**Written exercise 1:**
Which three categories of f does the presentation on self-improving algorithms list for this work?
**Written exercise 2:**
Gather every line of the records that contains the word "building", matching case exactly.

**Quoted passage:**
···

Self-Improving Algorithms

`\qquad\quad`
Ken Clarkson


Joint with

Nir Ailon, Bernard Chazelle, Ding Liu, C. Seshadhri, Wolfgang Mulzer

IBM Almaden, Princeton Univ., both
(at the time, before 2013)

Machine Learning

Risk minimization The setup:
  • Training samples `z_1,z_2,\ldots`, where `z_k \sim \cD`
  • Concept space `C`
  • Loss function `\ell(c, z)\rightarrow \R^+` for `c\in C`, `z\sim\cD`
  • Risk of `c\in C` is `\E_{z\sim\cD}[\ell(c,z)]`

The goal: use samples `z_k` to approximately find `\argmin_{c\in C} \E_{z\sim\cD}[\ell(c,z)]`
For example, classification:
  • Also given: function `f(z)`
  • `C` is a set of functions on `z`
  • Loss `\ell(c,z)` is the expense if `c(z)\ne f(z)`

Here:
  • Also given: function `f(z)`
  • `C` is a set of algorithms with output `c(z) = f(z)`
  • Loss `\ell(c,z)` is the running time of algorithm `c` on `z`
So: for a given task and distribution over inputs, learn to run fast

Finding `\argmin`


Or at least, `\mathrm{arggood}`

  • Empirical risk minimization: minimize
    $$\sum_k \ell(c, z_k)\approx \E_\cD[\ell(c,z)]$$ can be helpful [GR16], but not always
    • May be too hard: no gradient in `C` space, etc.
    • Table lookup might win on training samples
  • Our strategy:
    • Find lower bound for best running time `\min_{c\in C}\E_\cD[\ell(c,z)]`
    • Construct algorithm that provably achieves it

Need conditions on `C` and `\cD` to make these possible

Tasks

Categories of `f` in this work:
  • Sorting
  • Delaunay triangulations
  • Convex hulls (upper hull)

···

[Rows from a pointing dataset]
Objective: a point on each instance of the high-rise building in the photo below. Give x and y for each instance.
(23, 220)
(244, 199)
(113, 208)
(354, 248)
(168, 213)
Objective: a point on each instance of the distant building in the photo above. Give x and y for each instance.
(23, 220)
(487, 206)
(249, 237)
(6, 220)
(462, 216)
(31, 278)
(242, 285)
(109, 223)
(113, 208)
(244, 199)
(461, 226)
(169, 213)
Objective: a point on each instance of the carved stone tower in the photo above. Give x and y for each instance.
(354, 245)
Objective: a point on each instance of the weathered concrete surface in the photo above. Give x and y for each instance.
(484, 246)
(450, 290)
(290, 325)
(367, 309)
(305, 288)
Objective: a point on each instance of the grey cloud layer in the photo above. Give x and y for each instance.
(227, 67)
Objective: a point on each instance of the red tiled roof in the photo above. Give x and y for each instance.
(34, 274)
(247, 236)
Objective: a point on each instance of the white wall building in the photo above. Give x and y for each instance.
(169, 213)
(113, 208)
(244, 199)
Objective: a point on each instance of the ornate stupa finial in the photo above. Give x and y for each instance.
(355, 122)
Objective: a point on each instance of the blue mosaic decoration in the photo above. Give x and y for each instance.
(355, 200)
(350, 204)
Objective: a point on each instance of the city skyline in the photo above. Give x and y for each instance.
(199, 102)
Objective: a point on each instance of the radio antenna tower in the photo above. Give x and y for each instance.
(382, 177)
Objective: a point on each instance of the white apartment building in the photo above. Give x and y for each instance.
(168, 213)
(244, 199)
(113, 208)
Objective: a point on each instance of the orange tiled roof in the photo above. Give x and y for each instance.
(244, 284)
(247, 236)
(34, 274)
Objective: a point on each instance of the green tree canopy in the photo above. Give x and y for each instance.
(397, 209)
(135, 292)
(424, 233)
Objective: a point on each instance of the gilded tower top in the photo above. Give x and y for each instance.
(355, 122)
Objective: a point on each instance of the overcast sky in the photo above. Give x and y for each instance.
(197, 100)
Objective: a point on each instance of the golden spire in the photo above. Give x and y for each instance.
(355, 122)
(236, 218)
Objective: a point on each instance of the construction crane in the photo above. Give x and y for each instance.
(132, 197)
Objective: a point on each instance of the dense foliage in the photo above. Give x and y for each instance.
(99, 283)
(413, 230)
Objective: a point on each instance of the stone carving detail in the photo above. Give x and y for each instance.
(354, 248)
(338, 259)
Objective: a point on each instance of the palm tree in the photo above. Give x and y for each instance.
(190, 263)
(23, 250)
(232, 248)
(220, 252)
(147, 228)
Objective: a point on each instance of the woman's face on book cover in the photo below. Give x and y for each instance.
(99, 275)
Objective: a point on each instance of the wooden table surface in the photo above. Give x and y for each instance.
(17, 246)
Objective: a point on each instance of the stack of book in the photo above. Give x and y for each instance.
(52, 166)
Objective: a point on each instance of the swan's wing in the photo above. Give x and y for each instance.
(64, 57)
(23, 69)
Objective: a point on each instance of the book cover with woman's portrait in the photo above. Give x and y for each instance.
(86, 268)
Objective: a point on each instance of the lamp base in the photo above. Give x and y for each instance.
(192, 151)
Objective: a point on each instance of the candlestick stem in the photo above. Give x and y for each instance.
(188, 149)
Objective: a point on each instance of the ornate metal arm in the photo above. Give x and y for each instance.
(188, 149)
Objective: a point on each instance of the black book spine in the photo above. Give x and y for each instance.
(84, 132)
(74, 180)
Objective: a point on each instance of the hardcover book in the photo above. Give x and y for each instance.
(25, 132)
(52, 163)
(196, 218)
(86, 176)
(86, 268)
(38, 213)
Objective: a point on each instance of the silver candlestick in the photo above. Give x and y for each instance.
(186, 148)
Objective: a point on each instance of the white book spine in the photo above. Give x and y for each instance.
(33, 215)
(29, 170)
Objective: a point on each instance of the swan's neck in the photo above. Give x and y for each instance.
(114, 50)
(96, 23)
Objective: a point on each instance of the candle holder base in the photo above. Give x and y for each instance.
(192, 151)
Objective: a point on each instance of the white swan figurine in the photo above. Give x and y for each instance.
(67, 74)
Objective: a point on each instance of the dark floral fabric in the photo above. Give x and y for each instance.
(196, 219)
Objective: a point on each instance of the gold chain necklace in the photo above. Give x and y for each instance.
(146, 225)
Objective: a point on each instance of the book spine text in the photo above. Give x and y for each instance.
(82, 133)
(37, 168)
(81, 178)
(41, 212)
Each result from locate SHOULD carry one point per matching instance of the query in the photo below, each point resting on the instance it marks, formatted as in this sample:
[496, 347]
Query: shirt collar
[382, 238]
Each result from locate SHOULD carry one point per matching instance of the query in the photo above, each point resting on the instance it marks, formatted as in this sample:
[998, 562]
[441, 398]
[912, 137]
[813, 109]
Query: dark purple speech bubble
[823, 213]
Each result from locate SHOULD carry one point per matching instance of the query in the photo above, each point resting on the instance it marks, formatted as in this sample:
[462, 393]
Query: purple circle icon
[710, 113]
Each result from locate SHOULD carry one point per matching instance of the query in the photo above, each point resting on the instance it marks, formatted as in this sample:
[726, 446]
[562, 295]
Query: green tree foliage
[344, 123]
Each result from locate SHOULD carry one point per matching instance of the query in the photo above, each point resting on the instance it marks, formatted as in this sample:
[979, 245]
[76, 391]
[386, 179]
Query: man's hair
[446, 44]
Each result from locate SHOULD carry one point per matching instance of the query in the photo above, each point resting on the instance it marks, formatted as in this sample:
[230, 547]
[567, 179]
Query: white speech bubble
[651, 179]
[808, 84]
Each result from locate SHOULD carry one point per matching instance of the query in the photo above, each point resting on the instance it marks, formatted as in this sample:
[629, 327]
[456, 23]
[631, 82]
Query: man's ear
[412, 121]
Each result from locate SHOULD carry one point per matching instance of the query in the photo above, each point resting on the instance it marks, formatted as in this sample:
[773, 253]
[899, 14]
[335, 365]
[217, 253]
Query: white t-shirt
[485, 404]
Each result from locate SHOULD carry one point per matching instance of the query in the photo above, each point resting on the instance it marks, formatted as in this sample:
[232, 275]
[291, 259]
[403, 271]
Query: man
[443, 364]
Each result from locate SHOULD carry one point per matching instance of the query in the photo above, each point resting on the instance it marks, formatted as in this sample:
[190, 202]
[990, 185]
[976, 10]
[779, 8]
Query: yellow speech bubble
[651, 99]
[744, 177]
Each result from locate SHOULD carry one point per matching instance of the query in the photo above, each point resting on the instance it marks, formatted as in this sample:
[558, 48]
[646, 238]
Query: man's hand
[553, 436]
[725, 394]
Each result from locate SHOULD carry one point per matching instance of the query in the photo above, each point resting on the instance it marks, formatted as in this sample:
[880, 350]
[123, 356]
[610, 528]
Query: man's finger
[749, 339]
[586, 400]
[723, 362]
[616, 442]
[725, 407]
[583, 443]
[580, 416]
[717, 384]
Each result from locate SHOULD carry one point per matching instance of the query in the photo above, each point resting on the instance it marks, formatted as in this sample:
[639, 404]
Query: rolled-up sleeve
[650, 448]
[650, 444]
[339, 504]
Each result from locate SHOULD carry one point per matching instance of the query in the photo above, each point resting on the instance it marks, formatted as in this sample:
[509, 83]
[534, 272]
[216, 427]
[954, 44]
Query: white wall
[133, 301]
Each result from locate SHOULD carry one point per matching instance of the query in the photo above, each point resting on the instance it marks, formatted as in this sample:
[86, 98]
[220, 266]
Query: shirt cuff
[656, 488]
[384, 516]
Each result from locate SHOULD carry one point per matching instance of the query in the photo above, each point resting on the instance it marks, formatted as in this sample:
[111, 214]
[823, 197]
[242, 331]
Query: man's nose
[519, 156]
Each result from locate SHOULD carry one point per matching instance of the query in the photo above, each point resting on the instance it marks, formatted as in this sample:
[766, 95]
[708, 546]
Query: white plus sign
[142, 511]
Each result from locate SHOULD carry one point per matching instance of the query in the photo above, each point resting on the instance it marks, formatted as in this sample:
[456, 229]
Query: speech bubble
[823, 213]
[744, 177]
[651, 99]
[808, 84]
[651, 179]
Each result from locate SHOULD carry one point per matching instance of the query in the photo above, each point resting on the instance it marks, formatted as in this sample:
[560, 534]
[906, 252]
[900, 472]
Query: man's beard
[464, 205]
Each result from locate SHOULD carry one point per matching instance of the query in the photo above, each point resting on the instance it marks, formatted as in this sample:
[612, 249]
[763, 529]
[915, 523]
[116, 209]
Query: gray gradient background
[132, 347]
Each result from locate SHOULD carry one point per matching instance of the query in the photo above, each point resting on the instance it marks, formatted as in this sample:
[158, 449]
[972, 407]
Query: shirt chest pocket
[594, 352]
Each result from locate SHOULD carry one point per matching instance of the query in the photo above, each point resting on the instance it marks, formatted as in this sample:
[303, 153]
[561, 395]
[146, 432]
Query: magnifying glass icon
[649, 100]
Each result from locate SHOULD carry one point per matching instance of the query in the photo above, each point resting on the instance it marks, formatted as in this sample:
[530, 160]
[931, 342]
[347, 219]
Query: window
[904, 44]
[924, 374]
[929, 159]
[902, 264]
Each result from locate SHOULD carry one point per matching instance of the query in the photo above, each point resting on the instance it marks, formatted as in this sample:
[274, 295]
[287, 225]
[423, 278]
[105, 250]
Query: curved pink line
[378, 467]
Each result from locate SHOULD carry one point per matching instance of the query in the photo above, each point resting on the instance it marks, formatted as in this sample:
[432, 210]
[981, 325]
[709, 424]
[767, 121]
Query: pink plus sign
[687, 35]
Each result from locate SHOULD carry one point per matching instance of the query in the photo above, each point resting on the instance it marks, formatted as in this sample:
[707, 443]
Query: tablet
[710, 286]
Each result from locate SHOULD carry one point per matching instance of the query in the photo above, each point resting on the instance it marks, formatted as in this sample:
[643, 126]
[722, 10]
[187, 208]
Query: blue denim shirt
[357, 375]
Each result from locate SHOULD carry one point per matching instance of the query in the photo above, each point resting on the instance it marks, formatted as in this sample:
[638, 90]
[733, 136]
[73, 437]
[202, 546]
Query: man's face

···

**Complete response 1:**
Sorting, Delaunay triangulations, and convex hulls (upper hull).

**Complete response 2:**
Objective: a point on each instance of the high-rise building in the photo below. Give x and y for each instance.
Objective: a point on each instance of the distant building in the photo above. Give x and y for each instance.
Objective: a point on each instance of the white wall building in the photo above. Give x and y for each instance.
Objective: a point on each instance of the white apartment building in the photo above. Give x and y for each instance.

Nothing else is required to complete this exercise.